AGAとはandrogenetic alopeciaの略で男性型脱毛症を指す言葉で近ごろはCMなどで耳にすることが多くなりましたが、その治療の歴史を振り返ってみると、実に感慨深いものがあります。
史実に残っている限りでは、世界ではじめて男性型脱毛症(AGA)の概念に気がついた人物は紀元前400年ごろに活躍し、今でも医学の父の名で形容されているヒポクラテスという医師であり、彼はその著書の中で『奴隷にはげはいない』と記しています。当時の奴隷の中には宦官も多く存在し、彼らのなかにはげはいないことからヒポクラテスははげの原因は睾丸にあるという考えに至ったのです。そしてヒポクラテスが亡くなった頃から同じギリシアの地で活躍した哲学者アリストテレスも睾丸に原因があると考え、彼は著書の中で『すべての動物のうち、人間はもっとも著明にはげやすい動物であるが、興味深いことに、思春期以前にはげる男性はおらず、そして性行動を有する男性ははげる。女性は子どもと同じように精子を分泌しないのではげることはなく、奴隷もまたはげないのは睾丸がないからであり、奴隷は幼少期に去勢すれば、成長してからも体毛が全く生えず去勢前に体毛を有していれば陰毛のほかは抜け落ちるが、女性も同じく陰毛以外の毛は生えない』と述べています。
薄毛を隠したい気持ちは古今東西かわらないようで、紀元前100年ごろにローマで活躍したあのカエサルは実はAGAで、その薄毛を隠すためにいつでも月桂樹の冠をかぶっていてもよいかという嘆願を元老院に出していたと伝えられていますが、そのような努力もむなしく凱旋式の折などには市民からはげの女ったらしめと野次をとばされてしまっていたそうです。

§ **資料を読む**
1 > AGAの歴史の文章を、「薄毛を隠したい気持ちは古今東」から「されてしまっていたそうです。」までを含めてそのまま引用する。
2 > AGAの歴史の文章の続きを、最後の文の後から書く。
次のリストは、AGAの歴史の文章とは別の資料である。

§ **提供リスト**
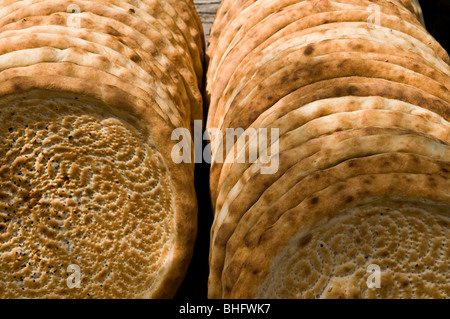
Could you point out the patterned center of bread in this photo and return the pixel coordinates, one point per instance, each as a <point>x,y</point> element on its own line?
<point>79,186</point>
<point>409,242</point>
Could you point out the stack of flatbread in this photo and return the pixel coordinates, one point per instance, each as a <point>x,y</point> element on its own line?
<point>91,203</point>
<point>359,205</point>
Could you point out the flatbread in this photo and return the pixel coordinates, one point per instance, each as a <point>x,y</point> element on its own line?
<point>410,241</point>
<point>350,193</point>
<point>287,22</point>
<point>169,52</point>
<point>86,172</point>
<point>258,191</point>
<point>352,86</point>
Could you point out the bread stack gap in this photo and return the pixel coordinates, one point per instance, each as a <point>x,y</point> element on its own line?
<point>92,204</point>
<point>359,205</point>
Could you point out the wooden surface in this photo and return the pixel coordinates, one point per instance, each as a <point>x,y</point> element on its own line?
<point>207,10</point>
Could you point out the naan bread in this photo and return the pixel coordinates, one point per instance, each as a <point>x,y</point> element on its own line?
<point>363,151</point>
<point>87,178</point>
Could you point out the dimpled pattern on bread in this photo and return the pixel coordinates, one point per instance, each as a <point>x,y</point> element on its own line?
<point>88,187</point>
<point>359,91</point>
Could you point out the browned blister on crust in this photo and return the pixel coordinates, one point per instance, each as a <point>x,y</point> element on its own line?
<point>362,108</point>
<point>88,183</point>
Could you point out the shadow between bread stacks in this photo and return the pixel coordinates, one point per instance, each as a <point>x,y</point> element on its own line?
<point>362,111</point>
<point>86,175</point>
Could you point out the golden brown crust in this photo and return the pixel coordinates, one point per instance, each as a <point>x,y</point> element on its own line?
<point>388,187</point>
<point>363,113</point>
<point>137,71</point>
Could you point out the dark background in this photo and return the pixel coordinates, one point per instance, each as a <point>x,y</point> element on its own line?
<point>437,20</point>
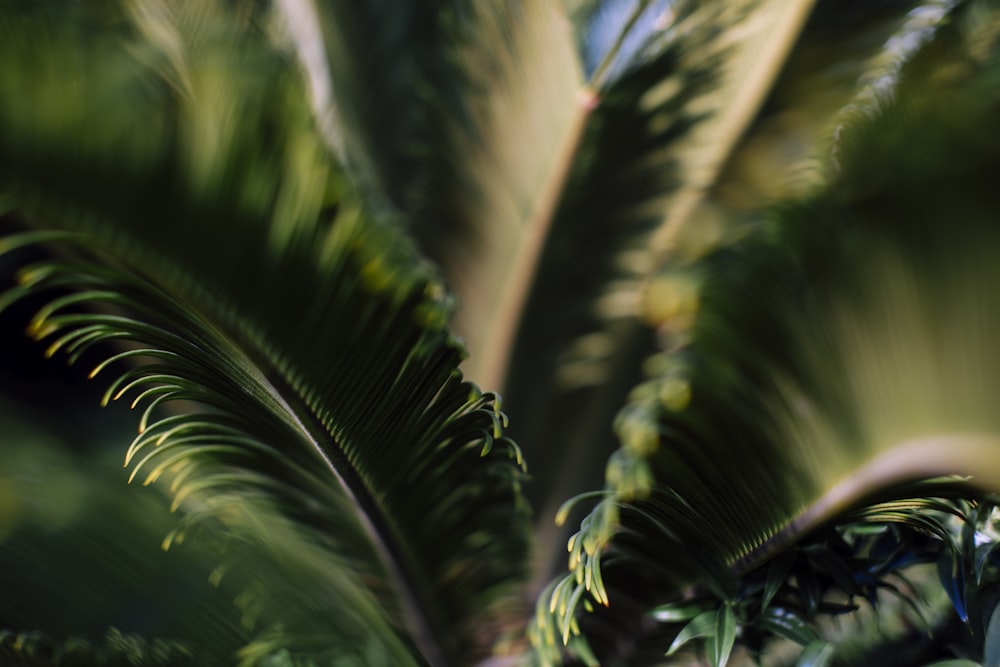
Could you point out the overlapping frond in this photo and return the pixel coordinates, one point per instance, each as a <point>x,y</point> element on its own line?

§ **この演習の解答**
1 >
薄毛を隠したい気持ちは古今東西かわらないようで、紀元前100年ごろにローマで活躍したあのカエサルは実はAGAで、その薄毛を隠すためにいつでも月桂樹の冠をかぶっていてもよいかという嘆願を元老院に出していたと伝えられていますが、そのような努力もむなしく凱旋式の折などには市民からはげの女ったらしめと野次をとばされてしまっていたそうです。

2 >
このようにいつの時代も世のはげの男性たちは、はげに悩み、はげを恥じ、はげを隠すために涙ぐましい努力を重ねてきたのですが、時代がずっと進んで、前世期になるとついにはげには男性ホルモンが大きく関係していることがわかりました。米国医師ハミルトンは実験を重ねて①睾丸を摘出され男性ホルモンを作り出せなくなった人ははげることがなく、はげが進行している人の睾丸を摘出すると、それ以上はげが進行しない②はげの進行中に去勢され、その進行が止まっていた人に男性ホルモンと同じ働きをするテストステロンというホルモン剤を投与すると、再びはげ始めること③さらにもともとはげていなかった男性は、去勢後にテストステロンを注射してもはげないということを突き止めました。彼はこの実験をさらに進めてAGAはテストステロンが原因で生じるが、そもそもの要因は遺伝的なものであり、AGAになるか否かは血液中のテストステロンレベルにかかわらず、生まれもったテストステロンの感受性に因ることを訴えました。つまり、生まれながらテストステロン受容体をもっている人間が大量のテストステロンを浴びた場合においてAGAになるというわけです。やがて1960年代にはいると、AGAにはジヒドロテストステロンという男性ホルモンが関与していることが示されるのですが、このジヒドロテストステロンは幼少期には性器の発達に関与したりと、成長過程では欠かせないホルモンですが、成人を超えてからは、AGAだけでなく、前立腺肥大、ニキビなどを引き起こす要因となるため、悪玉の男性ホルモンと呼ばれています。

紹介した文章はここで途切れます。